Can’t get enough? Why insatiable millionaires are shoplifting in Sharjah

Published March 29th, 2016 - 05:00 GMT
People who seek help from the police for Kleptomania are sent to the social support division to complete their treatment. (Shutterstock)
People who seek help from the police for Kleptomania are sent to the social support division to complete their treatment. (Shutterstock)

A number of millionaires and well-known individuals in Sharjah faced legal liabilities after they were caught allegedly shoplifting as they suffered from kleptomania - the inability to refrain from the urge to steal.

In an exclusive interview with Gulf News, Colonel Dr Khalifa Kalander (left), director of the Comprehensive Police Stations at Sharjah Police, said, “These people were not motivated by need but [perhaps] by a psychological desire … [they] feel better when they steal.”

Col Kalander cited a number of instances of petty thefts. An Arab millionaire was arrested and referred to Sharjah Police after a nurse, who worked at a private clinic in Sharjah, alleged that he stole her mobile phone worth Dh200 ($54).

When the man was summoned by the police for questioning, he arrived in a car worth Dh500,000 ($136,129) .

During questioning, he confessed to the police that he had indeed taken the mobile phone but he did not know why he had done so.

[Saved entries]
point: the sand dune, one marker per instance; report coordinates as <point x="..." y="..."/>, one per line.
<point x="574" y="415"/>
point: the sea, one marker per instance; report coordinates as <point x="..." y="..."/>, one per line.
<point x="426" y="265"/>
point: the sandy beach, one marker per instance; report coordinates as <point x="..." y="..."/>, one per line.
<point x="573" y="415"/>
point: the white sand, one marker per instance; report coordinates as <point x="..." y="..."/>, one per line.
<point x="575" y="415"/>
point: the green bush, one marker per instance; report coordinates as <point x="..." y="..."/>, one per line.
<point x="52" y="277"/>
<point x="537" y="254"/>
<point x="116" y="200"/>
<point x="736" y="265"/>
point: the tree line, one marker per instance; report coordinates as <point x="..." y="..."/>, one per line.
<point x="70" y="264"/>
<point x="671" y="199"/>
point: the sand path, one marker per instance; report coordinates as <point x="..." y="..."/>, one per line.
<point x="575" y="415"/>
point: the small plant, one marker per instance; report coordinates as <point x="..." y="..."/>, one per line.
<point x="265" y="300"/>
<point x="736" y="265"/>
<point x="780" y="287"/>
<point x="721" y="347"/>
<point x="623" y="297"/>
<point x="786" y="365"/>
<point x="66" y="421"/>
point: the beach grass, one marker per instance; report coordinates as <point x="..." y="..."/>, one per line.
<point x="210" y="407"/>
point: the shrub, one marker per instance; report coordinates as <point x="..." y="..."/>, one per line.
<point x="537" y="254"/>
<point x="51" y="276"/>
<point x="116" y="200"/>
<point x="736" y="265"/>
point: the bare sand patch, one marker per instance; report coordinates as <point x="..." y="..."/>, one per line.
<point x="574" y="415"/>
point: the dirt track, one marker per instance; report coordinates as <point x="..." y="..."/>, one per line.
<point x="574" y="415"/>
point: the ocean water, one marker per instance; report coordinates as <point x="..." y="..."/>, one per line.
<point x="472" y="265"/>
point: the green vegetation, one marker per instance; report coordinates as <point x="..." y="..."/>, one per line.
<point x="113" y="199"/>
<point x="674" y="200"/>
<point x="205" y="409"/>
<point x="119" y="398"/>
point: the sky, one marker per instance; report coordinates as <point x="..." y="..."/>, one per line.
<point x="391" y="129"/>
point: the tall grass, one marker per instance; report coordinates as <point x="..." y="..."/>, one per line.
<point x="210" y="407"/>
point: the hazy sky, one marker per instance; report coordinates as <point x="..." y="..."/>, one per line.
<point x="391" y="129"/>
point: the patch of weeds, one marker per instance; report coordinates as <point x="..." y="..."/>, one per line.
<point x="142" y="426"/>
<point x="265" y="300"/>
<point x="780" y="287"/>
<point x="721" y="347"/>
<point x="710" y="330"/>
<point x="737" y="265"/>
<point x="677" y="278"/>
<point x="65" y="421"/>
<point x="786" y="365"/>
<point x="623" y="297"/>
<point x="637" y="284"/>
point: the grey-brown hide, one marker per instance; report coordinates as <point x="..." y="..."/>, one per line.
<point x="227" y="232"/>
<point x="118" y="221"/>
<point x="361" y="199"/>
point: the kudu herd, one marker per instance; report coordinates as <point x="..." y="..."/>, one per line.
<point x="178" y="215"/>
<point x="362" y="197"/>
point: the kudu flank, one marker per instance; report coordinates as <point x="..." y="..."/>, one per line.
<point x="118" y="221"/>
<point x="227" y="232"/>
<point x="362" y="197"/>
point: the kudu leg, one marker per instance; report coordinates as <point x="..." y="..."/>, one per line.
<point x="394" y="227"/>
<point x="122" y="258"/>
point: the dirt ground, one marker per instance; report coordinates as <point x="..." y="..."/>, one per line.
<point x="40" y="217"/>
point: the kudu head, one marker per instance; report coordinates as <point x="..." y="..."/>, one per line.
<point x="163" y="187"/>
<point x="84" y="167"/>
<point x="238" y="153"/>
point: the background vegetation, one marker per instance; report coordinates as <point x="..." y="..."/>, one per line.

- Exercise brief: Extract the part of the shoplifting article starting at "Col Kalander cited" and ending at "worth Dh200 ($54).", copied word for word. These entries were taken from a separate source.

- Answer section:
Col Kalander cited a number of instances of petty thefts. An Arab millionaire was arrested and referred to Sharjah Police after a nurse, who worked at a private clinic in Sharjah, alleged that he stole her mobile phone worth Dh200 ($54).